SHORT EXERCISE:
Show each line of the items below that contains the word "white", counting only matches with the same case.

[Collected data]
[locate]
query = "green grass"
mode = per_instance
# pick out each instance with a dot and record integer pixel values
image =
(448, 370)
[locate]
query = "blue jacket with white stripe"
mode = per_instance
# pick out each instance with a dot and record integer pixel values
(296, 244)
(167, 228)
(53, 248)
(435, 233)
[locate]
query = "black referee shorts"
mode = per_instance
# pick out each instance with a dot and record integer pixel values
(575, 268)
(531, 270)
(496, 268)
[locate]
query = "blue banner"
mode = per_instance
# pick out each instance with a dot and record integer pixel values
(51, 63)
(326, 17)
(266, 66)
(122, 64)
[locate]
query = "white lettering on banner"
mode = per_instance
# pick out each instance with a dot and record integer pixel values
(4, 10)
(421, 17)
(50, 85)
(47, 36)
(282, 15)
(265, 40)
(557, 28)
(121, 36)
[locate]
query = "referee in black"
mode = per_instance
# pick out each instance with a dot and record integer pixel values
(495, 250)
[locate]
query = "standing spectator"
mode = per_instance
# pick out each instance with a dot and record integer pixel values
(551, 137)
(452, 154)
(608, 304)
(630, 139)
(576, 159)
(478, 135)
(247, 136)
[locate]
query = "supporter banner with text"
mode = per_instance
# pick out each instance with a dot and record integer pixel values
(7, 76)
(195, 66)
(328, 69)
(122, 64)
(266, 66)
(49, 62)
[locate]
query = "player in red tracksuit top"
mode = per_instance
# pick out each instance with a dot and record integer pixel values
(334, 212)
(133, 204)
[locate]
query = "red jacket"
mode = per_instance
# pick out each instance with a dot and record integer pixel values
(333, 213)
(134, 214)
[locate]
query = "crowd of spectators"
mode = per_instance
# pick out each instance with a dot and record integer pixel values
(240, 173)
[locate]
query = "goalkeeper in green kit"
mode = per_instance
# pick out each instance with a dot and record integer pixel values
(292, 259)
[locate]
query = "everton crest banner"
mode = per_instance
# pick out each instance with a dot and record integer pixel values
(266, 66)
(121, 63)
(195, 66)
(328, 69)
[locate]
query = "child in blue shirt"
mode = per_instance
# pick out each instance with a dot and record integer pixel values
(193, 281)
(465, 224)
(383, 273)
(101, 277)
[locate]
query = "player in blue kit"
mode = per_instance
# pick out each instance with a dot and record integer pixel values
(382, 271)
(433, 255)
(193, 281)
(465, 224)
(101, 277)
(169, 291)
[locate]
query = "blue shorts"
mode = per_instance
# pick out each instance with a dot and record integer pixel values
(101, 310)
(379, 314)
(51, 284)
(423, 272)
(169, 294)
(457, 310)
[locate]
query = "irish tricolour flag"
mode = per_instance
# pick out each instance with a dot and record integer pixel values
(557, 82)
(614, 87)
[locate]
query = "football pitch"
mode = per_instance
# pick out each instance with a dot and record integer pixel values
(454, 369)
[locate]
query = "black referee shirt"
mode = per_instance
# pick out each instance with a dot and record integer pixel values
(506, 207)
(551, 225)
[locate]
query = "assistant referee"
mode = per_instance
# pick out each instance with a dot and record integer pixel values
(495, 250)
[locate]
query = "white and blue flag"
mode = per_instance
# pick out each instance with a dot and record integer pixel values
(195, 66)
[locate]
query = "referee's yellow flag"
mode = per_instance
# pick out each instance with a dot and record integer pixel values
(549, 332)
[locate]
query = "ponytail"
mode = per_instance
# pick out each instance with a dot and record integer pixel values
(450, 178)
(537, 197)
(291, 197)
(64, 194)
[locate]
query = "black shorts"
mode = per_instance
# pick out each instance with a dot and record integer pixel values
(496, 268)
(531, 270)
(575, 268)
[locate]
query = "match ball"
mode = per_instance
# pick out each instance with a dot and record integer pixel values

---

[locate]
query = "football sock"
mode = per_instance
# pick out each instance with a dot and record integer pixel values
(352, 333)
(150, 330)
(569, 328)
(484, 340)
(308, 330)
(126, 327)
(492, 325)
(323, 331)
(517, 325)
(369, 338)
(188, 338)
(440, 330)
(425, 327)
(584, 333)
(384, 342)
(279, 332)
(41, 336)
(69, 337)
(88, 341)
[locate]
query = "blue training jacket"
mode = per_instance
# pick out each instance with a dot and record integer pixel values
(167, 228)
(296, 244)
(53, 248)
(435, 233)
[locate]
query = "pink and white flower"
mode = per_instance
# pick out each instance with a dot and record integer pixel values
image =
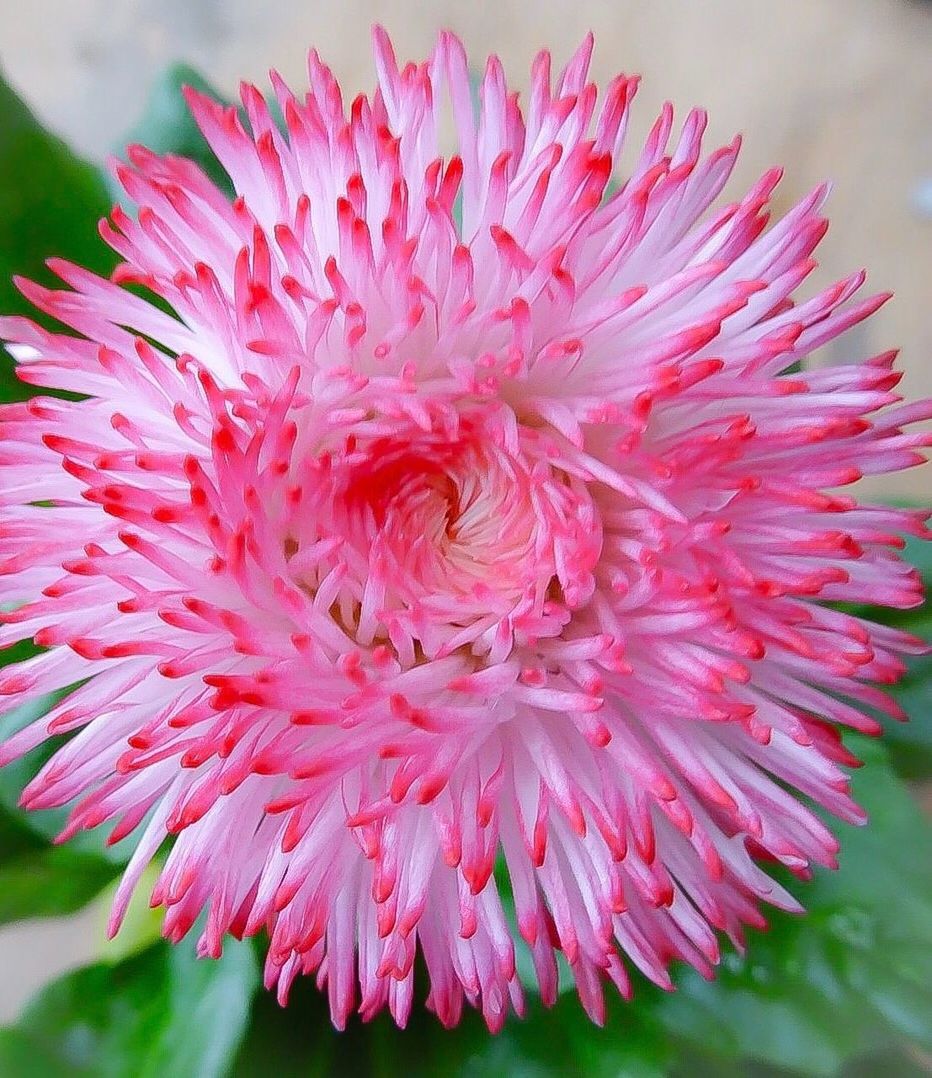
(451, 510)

* * *

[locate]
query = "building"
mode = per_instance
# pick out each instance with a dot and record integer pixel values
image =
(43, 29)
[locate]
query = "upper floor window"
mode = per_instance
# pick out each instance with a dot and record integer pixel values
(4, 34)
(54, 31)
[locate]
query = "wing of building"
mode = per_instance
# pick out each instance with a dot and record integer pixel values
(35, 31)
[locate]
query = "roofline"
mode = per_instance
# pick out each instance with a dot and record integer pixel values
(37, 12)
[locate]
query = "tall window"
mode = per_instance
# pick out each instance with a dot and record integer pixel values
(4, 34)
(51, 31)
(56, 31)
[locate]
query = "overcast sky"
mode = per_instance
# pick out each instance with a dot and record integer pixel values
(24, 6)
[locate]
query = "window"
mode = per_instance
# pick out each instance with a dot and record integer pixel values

RESPONSE BELOW:
query = "blue jacket with white stripe"
query = "white lettering on banner"
query = "white and blue flag"
query = "pink and white flower"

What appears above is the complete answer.